**Exercise directions:** The answer consists solely of the lines running from the one with "of the realtor" through the final line below, transcribed exactly and without any pictures.

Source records
==*==

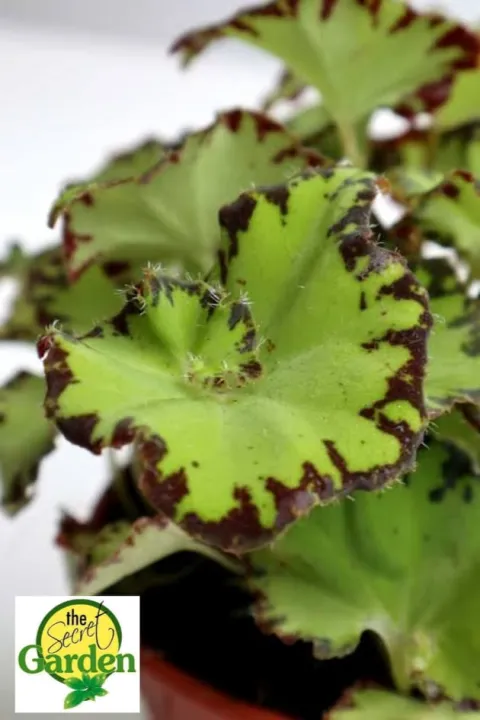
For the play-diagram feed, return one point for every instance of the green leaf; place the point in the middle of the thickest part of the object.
(462, 106)
(453, 370)
(169, 214)
(382, 705)
(288, 87)
(96, 682)
(403, 563)
(26, 437)
(416, 161)
(75, 698)
(345, 49)
(148, 540)
(461, 427)
(45, 295)
(450, 215)
(220, 383)
(132, 163)
(76, 683)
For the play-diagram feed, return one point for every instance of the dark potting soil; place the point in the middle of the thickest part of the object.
(202, 623)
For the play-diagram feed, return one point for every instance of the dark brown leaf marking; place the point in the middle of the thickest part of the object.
(78, 430)
(252, 369)
(235, 218)
(278, 195)
(57, 373)
(15, 490)
(162, 491)
(431, 95)
(292, 503)
(327, 8)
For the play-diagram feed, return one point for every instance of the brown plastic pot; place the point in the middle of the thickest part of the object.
(171, 694)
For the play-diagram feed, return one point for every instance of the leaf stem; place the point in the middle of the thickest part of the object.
(350, 143)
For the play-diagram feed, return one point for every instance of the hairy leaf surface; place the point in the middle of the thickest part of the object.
(403, 563)
(345, 48)
(169, 213)
(453, 369)
(25, 438)
(295, 375)
(131, 548)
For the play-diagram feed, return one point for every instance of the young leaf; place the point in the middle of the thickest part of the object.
(221, 385)
(453, 370)
(462, 106)
(383, 705)
(461, 427)
(148, 541)
(402, 563)
(26, 437)
(46, 296)
(169, 214)
(345, 48)
(450, 215)
(75, 698)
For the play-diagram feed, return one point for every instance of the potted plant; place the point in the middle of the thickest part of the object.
(295, 375)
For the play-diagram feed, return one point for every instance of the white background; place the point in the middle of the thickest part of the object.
(79, 80)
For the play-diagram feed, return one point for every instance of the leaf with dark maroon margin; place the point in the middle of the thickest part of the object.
(453, 368)
(450, 215)
(346, 49)
(168, 214)
(45, 295)
(404, 564)
(461, 427)
(130, 163)
(370, 704)
(294, 376)
(136, 547)
(26, 437)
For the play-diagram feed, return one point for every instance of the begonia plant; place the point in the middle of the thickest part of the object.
(296, 376)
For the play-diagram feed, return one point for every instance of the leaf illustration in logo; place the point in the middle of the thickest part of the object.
(75, 683)
(88, 687)
(75, 698)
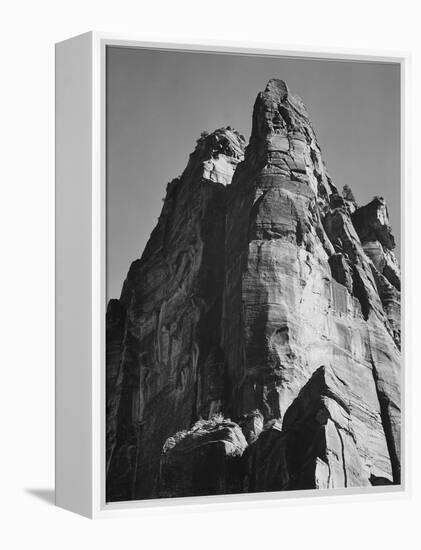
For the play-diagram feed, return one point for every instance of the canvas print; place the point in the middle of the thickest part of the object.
(253, 318)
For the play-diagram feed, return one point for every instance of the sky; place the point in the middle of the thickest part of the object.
(159, 102)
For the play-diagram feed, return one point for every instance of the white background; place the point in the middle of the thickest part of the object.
(29, 31)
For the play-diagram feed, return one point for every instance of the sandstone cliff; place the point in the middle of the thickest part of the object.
(255, 345)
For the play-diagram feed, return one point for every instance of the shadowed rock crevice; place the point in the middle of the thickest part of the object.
(255, 344)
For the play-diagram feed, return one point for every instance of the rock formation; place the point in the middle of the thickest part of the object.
(255, 345)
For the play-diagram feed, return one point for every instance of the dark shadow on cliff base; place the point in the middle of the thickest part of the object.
(47, 495)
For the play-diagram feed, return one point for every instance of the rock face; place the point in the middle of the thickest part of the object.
(264, 296)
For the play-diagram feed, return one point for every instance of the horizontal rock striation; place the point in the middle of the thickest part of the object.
(265, 296)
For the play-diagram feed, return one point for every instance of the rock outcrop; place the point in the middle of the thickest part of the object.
(265, 296)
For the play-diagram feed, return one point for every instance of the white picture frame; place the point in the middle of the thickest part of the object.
(80, 276)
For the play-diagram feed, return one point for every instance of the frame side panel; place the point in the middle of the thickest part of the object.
(73, 408)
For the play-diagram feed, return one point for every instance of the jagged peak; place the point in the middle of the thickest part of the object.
(277, 88)
(225, 140)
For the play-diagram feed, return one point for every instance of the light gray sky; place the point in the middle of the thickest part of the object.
(158, 103)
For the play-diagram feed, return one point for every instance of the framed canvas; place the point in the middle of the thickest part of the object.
(230, 246)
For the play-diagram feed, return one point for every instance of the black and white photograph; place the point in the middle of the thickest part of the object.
(253, 274)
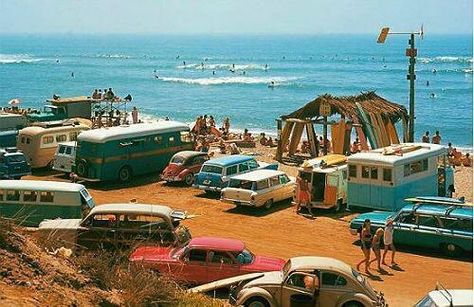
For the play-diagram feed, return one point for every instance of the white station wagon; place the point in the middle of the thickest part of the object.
(259, 188)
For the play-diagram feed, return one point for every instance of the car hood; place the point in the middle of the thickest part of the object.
(265, 264)
(376, 218)
(151, 253)
(60, 224)
(269, 278)
(172, 169)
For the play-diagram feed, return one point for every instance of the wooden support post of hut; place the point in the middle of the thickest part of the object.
(372, 116)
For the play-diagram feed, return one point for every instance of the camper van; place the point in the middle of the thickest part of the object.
(327, 178)
(39, 142)
(130, 150)
(29, 202)
(382, 178)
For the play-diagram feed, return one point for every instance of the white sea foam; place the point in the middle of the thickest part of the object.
(223, 66)
(230, 80)
(445, 59)
(17, 59)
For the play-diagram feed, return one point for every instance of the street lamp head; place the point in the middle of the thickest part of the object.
(383, 35)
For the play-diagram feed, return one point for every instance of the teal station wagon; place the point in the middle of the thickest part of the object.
(430, 222)
(215, 173)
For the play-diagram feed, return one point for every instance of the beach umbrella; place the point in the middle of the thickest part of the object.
(14, 102)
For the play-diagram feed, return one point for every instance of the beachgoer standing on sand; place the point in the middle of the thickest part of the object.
(366, 244)
(376, 244)
(135, 115)
(388, 241)
(436, 138)
(226, 125)
(302, 189)
(426, 137)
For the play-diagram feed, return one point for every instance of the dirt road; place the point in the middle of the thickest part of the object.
(280, 232)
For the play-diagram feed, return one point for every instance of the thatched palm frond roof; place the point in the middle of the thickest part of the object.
(346, 106)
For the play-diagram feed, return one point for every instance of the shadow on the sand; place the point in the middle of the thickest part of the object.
(261, 211)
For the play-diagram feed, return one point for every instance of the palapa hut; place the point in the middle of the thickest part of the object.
(372, 116)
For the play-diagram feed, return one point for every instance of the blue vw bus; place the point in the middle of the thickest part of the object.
(430, 222)
(129, 150)
(215, 173)
(382, 178)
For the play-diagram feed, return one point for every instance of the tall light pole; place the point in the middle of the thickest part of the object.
(411, 53)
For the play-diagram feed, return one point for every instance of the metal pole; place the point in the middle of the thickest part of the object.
(412, 77)
(325, 135)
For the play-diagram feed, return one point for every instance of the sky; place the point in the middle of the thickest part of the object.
(236, 17)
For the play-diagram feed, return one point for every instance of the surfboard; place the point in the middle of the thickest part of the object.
(366, 126)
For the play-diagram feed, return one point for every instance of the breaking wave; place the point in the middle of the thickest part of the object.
(230, 80)
(223, 66)
(446, 59)
(17, 59)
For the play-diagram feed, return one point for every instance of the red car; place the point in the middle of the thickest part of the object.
(183, 166)
(204, 259)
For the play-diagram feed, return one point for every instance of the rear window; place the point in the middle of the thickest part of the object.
(211, 169)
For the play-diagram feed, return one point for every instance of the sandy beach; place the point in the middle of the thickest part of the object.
(280, 232)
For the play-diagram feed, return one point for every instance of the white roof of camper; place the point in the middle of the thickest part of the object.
(376, 156)
(103, 135)
(40, 185)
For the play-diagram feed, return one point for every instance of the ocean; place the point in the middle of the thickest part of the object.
(195, 77)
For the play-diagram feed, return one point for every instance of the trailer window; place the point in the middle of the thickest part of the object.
(30, 196)
(365, 172)
(13, 195)
(48, 139)
(47, 197)
(353, 171)
(61, 138)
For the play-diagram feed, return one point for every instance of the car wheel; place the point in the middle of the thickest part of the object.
(125, 174)
(256, 302)
(268, 204)
(451, 249)
(189, 179)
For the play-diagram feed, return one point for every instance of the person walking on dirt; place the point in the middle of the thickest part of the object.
(366, 244)
(388, 241)
(376, 243)
(302, 195)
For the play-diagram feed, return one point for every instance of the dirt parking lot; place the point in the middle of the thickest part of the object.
(280, 232)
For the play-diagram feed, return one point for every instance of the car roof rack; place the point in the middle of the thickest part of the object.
(444, 292)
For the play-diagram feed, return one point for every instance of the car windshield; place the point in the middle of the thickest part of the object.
(15, 158)
(245, 257)
(211, 169)
(241, 184)
(177, 159)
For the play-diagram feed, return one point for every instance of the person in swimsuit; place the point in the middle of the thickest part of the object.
(376, 242)
(366, 244)
(388, 241)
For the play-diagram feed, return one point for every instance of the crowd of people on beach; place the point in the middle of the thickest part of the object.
(455, 157)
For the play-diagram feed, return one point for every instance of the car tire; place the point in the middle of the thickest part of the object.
(451, 249)
(256, 302)
(189, 179)
(268, 204)
(125, 174)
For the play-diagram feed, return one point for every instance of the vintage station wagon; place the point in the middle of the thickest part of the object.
(307, 281)
(259, 188)
(117, 225)
(431, 222)
(215, 173)
(204, 259)
(183, 166)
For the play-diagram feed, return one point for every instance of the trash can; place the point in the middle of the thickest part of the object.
(301, 300)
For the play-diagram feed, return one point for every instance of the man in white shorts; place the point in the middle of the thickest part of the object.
(388, 241)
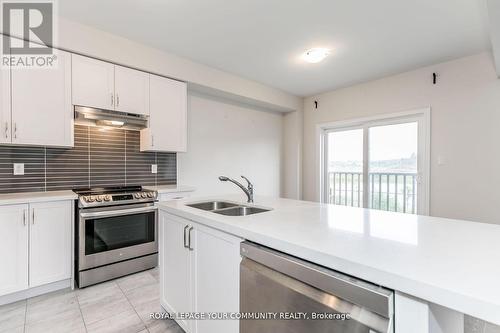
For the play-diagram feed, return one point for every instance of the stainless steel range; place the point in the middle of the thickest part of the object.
(116, 233)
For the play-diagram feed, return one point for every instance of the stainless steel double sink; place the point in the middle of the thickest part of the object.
(228, 208)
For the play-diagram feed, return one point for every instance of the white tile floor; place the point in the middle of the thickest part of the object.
(123, 305)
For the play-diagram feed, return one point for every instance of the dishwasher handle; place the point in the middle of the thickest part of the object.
(369, 296)
(264, 289)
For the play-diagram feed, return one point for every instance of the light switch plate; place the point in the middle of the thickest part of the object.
(18, 169)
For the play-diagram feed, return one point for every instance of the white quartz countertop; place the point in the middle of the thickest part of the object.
(170, 188)
(20, 198)
(452, 263)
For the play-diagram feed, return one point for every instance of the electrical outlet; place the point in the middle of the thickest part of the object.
(18, 169)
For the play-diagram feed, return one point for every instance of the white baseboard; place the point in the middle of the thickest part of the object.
(36, 291)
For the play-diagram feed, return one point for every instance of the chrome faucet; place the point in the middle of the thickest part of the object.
(248, 190)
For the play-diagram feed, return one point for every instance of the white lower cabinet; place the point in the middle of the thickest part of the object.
(175, 283)
(35, 242)
(50, 242)
(216, 282)
(199, 273)
(13, 248)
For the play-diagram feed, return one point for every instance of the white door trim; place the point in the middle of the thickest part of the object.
(423, 115)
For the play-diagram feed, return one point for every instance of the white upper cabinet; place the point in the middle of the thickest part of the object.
(167, 129)
(50, 242)
(13, 248)
(93, 83)
(131, 91)
(42, 113)
(5, 119)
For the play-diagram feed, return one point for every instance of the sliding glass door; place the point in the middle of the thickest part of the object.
(379, 164)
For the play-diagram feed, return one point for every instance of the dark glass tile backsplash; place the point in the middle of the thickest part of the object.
(101, 157)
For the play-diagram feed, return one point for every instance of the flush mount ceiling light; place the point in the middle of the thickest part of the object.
(316, 55)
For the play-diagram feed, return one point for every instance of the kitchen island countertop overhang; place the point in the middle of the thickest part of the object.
(452, 263)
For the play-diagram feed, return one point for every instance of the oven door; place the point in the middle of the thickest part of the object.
(112, 234)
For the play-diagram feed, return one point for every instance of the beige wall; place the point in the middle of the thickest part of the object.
(291, 177)
(465, 130)
(231, 139)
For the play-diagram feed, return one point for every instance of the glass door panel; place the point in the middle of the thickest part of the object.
(110, 233)
(344, 166)
(393, 167)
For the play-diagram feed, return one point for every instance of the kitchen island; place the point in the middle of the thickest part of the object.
(451, 263)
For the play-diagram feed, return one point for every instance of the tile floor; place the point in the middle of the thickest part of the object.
(123, 305)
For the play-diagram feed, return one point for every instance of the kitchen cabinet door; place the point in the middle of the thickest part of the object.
(13, 248)
(42, 113)
(216, 282)
(167, 130)
(131, 91)
(175, 267)
(50, 242)
(93, 83)
(5, 115)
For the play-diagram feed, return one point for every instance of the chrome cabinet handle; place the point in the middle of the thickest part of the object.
(189, 239)
(117, 212)
(185, 240)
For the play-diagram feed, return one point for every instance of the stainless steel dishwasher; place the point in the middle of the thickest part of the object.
(275, 285)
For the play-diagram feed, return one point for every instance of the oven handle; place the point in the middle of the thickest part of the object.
(118, 212)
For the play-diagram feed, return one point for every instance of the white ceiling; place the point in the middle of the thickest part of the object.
(263, 39)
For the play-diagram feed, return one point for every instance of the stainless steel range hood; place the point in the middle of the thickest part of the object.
(108, 118)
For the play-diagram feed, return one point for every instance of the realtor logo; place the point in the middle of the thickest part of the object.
(28, 33)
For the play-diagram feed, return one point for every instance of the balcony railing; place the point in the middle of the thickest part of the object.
(396, 192)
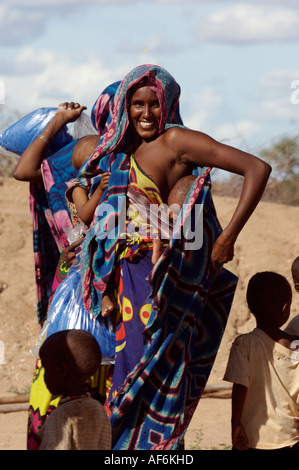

==*==

**Answer space:**
For the play-diagram feed, return one point for every instance of the realtor logo; place the point in the middle of the thickest part of the object.
(28, 33)
For the play-diagram feed, return one point for every instance of the balcony railing; place the point in the middle of the thickest part of the object.
(396, 192)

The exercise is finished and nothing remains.